[Problem details] Lines below starting with the line with "A point falls on each instance of the food" and going on through the line with "A point falls on each instance of the person's" must be output exactly; the rest of the records must be left out.

[Provided data]
════
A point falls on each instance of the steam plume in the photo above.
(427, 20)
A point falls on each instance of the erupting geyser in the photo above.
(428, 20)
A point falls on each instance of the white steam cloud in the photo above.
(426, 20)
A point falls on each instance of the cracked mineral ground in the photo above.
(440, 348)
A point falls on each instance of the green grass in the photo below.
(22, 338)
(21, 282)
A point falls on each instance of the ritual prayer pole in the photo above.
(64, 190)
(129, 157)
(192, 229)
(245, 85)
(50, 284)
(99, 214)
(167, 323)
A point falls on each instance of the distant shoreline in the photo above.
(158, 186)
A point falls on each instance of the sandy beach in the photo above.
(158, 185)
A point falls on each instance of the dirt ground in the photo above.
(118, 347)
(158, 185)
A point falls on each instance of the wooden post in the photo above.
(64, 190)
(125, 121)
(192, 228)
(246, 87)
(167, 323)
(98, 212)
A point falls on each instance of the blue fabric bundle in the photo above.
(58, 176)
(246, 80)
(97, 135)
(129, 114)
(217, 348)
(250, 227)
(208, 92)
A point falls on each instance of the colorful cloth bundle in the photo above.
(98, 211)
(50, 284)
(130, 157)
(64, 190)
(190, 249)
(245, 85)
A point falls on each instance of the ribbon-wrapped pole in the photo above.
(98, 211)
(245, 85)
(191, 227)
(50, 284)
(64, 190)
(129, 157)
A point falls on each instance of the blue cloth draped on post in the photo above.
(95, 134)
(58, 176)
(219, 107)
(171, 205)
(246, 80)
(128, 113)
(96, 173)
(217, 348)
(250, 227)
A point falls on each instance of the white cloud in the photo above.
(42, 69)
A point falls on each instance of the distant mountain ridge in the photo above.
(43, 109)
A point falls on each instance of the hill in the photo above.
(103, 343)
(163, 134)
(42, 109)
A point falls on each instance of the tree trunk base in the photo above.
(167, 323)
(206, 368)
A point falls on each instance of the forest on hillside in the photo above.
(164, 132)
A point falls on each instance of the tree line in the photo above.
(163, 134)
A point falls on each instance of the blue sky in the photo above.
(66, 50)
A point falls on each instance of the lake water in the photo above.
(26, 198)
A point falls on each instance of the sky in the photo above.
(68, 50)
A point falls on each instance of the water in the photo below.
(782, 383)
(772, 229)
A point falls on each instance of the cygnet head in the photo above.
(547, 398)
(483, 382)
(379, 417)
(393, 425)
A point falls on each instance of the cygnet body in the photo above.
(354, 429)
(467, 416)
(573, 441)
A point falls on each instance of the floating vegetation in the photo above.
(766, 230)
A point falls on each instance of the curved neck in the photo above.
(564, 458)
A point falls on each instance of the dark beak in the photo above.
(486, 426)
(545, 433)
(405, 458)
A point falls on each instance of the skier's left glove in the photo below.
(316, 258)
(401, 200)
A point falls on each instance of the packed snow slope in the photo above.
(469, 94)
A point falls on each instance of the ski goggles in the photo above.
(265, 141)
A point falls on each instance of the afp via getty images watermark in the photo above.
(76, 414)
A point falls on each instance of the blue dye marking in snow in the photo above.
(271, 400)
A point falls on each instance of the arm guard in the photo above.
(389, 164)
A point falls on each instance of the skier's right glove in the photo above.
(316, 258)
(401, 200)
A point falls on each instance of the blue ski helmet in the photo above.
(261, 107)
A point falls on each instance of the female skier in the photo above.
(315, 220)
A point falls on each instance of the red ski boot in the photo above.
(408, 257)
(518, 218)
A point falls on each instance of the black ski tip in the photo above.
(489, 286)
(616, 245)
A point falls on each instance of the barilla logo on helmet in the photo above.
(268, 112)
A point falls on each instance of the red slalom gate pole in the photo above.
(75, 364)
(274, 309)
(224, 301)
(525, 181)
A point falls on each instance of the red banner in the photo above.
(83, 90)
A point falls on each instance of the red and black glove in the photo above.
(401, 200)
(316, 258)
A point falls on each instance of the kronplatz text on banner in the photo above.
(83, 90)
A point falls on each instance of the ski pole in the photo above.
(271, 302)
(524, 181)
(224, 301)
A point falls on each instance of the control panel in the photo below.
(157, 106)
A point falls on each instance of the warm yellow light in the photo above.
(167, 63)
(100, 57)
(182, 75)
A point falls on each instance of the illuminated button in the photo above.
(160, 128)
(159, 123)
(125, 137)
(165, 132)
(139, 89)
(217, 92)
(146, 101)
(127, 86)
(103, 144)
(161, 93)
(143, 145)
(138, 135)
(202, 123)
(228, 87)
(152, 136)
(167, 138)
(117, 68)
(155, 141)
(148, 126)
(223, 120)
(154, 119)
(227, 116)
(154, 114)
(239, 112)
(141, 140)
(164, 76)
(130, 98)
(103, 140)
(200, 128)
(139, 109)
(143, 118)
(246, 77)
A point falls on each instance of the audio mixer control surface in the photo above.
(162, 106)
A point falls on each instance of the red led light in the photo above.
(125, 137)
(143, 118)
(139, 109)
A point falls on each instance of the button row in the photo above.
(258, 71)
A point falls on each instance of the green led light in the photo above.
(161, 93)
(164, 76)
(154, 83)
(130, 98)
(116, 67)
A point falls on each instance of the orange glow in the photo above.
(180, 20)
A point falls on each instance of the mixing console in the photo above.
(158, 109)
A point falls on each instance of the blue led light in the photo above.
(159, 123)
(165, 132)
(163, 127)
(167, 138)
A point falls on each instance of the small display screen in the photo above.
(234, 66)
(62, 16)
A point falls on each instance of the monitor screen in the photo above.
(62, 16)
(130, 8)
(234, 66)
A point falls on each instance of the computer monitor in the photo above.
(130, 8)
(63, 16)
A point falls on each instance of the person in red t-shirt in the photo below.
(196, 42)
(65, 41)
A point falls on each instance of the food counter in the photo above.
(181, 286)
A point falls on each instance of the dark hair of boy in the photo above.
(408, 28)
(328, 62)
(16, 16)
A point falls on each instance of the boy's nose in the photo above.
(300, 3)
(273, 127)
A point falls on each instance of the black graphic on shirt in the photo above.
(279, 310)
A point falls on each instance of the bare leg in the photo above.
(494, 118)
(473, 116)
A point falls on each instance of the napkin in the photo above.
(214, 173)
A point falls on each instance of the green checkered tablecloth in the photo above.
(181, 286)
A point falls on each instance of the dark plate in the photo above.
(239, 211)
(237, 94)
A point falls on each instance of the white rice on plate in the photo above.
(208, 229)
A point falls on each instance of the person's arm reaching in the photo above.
════
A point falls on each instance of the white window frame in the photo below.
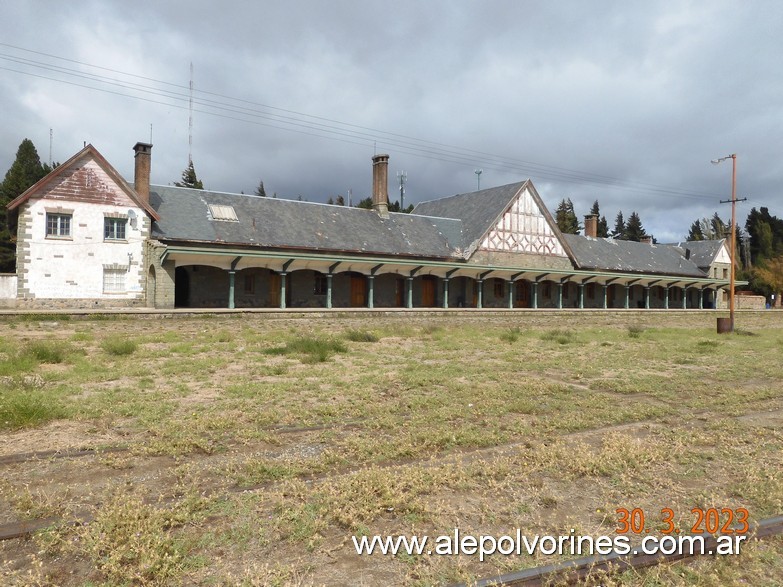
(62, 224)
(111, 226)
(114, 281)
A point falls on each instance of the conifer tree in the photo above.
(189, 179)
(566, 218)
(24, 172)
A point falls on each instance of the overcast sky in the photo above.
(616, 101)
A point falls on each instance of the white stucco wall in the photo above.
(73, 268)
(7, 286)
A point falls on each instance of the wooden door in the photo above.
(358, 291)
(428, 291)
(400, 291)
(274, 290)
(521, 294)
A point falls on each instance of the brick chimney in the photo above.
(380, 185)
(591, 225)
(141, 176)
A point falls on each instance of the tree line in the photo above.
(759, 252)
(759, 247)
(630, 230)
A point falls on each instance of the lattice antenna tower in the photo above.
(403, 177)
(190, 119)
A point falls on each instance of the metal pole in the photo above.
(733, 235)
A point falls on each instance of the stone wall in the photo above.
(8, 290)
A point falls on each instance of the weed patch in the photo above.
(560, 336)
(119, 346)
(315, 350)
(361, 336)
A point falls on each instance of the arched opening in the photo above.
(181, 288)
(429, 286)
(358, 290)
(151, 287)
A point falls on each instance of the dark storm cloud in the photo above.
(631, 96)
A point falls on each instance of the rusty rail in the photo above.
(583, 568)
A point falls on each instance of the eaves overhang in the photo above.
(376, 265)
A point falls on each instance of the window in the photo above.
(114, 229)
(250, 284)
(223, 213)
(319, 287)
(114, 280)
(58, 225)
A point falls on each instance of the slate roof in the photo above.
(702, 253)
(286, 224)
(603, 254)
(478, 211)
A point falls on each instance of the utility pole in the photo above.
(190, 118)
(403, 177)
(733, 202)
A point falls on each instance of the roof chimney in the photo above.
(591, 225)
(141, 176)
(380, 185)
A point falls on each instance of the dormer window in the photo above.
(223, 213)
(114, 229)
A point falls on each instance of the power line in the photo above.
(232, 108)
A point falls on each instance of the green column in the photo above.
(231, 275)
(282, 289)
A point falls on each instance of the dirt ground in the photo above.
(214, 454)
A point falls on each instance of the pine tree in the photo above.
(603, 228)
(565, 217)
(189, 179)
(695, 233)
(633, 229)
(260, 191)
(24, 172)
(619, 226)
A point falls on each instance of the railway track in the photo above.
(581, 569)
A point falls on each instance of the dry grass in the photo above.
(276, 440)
════
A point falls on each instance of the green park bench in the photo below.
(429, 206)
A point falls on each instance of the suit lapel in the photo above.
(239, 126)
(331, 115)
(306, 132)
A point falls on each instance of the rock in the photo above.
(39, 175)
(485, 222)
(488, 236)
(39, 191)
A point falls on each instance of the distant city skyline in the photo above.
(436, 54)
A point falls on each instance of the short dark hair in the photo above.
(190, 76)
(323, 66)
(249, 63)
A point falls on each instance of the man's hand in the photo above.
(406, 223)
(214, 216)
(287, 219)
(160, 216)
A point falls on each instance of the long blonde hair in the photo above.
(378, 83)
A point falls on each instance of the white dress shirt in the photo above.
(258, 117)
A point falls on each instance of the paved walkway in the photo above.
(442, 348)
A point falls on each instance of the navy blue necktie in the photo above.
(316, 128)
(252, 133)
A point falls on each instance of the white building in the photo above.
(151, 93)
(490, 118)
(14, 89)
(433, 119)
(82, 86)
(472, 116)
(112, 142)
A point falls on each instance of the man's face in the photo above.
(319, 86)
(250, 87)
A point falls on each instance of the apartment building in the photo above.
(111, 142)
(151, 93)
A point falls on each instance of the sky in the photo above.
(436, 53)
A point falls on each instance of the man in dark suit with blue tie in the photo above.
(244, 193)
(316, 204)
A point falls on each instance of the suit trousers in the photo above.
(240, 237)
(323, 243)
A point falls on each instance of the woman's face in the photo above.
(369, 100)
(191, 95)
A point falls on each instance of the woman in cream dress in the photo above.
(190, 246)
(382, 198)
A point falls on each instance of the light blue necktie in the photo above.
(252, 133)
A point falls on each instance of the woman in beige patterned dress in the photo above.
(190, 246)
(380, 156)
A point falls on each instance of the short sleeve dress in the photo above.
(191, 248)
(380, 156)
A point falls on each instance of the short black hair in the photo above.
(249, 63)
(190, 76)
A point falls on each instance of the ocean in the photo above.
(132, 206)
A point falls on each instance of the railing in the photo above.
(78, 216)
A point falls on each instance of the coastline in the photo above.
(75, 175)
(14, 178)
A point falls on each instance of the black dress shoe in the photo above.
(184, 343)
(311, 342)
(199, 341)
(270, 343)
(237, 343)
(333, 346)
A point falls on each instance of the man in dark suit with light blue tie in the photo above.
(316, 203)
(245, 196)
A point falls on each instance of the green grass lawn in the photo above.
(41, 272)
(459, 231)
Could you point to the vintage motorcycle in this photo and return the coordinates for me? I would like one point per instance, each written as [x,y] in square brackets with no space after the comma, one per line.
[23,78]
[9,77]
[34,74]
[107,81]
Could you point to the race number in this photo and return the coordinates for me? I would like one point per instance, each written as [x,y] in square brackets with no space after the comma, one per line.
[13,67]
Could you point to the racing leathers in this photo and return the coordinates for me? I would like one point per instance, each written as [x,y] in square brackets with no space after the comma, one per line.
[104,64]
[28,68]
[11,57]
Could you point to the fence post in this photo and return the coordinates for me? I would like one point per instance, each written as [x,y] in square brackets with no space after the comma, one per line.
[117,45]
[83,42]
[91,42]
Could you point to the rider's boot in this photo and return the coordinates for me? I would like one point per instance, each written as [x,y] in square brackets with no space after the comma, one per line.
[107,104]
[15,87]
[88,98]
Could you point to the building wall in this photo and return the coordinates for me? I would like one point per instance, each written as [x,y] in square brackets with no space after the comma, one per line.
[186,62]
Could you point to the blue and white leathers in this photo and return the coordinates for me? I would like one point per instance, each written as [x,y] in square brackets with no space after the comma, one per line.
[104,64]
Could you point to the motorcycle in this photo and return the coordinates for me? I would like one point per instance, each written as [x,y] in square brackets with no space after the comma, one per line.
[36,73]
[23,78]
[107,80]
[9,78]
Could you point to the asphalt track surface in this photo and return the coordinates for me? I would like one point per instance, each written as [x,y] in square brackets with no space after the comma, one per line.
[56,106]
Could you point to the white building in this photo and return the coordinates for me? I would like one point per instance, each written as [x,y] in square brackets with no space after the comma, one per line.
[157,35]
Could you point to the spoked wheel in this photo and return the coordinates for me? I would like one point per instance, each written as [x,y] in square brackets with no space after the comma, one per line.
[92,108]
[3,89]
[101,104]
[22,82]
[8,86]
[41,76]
════
[Your response]
A point falls on each instance of the food counter in the photo above.
(181, 286)
A point falls on each instance of the dark hair of boy in the photo above.
(408, 28)
(328, 62)
(16, 16)
A point falls on each instance of the boy's nose in the photo above.
(300, 3)
(273, 127)
A point falls on each instance of the black graphic on shirt in the photo above.
(279, 310)
A point falls on each instance of the bare leg in the photo above.
(494, 118)
(473, 116)
A point falls on each instance of the napkin in the photo above.
(214, 173)
A point falls on each instance of the green checkered tablecloth in the photo above.
(181, 286)
A point falls on each instance of the dark plate in the photo above.
(239, 211)
(237, 94)
A point falls on each instance of the white rice on plate in the photo above.
(208, 229)
A point falls on each instance of the person's arm reaching in the photo above.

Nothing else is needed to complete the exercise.